:: Stored records ::

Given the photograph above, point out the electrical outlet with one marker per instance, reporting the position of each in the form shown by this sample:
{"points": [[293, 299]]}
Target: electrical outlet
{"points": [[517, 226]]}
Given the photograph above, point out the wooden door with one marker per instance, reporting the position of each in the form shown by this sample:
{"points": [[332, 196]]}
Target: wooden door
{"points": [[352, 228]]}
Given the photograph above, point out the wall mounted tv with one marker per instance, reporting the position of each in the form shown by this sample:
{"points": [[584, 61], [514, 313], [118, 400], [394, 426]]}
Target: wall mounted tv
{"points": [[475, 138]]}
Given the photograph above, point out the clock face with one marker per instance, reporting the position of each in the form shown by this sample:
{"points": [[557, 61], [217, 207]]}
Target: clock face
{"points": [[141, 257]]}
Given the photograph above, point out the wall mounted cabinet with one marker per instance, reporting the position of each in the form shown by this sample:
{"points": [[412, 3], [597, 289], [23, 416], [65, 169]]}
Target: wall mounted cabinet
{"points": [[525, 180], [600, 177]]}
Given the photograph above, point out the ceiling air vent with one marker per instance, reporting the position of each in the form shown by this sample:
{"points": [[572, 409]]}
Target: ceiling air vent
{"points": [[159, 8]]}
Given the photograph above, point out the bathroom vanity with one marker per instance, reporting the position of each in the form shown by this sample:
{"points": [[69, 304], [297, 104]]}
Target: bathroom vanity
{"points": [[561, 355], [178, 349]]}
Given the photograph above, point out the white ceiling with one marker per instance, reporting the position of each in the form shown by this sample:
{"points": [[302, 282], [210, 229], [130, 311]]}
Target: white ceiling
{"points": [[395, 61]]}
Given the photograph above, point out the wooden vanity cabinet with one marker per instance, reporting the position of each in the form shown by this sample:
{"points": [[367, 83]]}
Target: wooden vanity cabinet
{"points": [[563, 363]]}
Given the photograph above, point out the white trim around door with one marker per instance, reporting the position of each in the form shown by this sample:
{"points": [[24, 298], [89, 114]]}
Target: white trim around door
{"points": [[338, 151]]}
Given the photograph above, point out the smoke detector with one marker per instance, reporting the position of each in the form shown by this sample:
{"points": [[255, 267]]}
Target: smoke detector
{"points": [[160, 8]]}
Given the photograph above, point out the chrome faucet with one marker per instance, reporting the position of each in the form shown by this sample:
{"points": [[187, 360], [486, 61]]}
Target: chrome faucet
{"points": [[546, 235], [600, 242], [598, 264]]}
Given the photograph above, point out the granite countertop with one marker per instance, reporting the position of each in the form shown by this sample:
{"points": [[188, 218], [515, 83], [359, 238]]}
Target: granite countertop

:::

**Aim of the exercise:**
Reproduce all of the material above verbatim, keeping every line unchanged and in its original order.

**The result:**
Given the photograph above, point out the electrical outlet with one marker per instance, reporting the position of each in the form shown by this sample:
{"points": [[293, 299]]}
Target: electrical outlet
{"points": [[517, 226]]}
Given the photograph above, point out the wooden door with one marker per instance, reporting the position of each in the form shown by this sample:
{"points": [[332, 196]]}
Target: wooden door
{"points": [[352, 228]]}
Given the photograph above, point out the wall mounted tv with one marker per instance, reporting the position of each in the form shown by this sample:
{"points": [[584, 61], [514, 313], [118, 400], [394, 426]]}
Target: wall mounted tv
{"points": [[475, 138]]}
Given the photograph above, point out the clock face with one marker per instance, reporting the position of each in the form shown by this sample:
{"points": [[557, 61], [217, 207]]}
Target: clock face
{"points": [[141, 257]]}
Given the photograph above, point out the wall mounted cabinet with one marker per instance, reporting the position of each in the form shown by this sample:
{"points": [[412, 3], [597, 289], [23, 416], [65, 169]]}
Target: wall mounted cabinet
{"points": [[525, 180], [600, 177]]}
Given the photograph above, point out the ceiling air vent with one marker per instance, reporting the position of each in the form shown by this sample:
{"points": [[572, 409]]}
Target: ceiling air vent
{"points": [[159, 8]]}
Given the photograph above, point out the bathroom vanity with one marker per instance, reporting the position of each in the form shown by this sample:
{"points": [[69, 304], [297, 104]]}
Target: bathroom vanity
{"points": [[561, 355], [178, 349]]}
Given the photograph above, point out the white ceiling with one marker per instance, reporting the position of each in the form shown by this sample:
{"points": [[302, 282], [210, 229], [130, 311]]}
Target: white ceiling
{"points": [[395, 61]]}
Given the photograph above, point out the wooden vanity cabinet with one marker per instance, reporting the position of each in the form shown by this sample:
{"points": [[367, 83]]}
Target: wooden vanity cabinet
{"points": [[563, 363]]}
Given the photograph above, point out the white trim around door with one marker per instance, reporting the position of each in the form shown by this sample:
{"points": [[24, 298], [89, 114]]}
Target: white trim around door
{"points": [[338, 151]]}
Given the photograph above, point out the smoke detector with one marker per instance, reporting the position of each in the form shown by this sample:
{"points": [[255, 267]]}
Target: smoke detector
{"points": [[160, 8]]}
Given the photograph above, point out the chrome faucet with one marker per instance, reporting the position of each in the form shown by this sample:
{"points": [[187, 360], [486, 61]]}
Target: chrome faucet
{"points": [[546, 235], [600, 242], [598, 264]]}
Given the photograph above, point out the granite countertop with one marker per instance, reporting the position of each in the form shown by this sample:
{"points": [[188, 218], [515, 83], [359, 238]]}
Target: granite countertop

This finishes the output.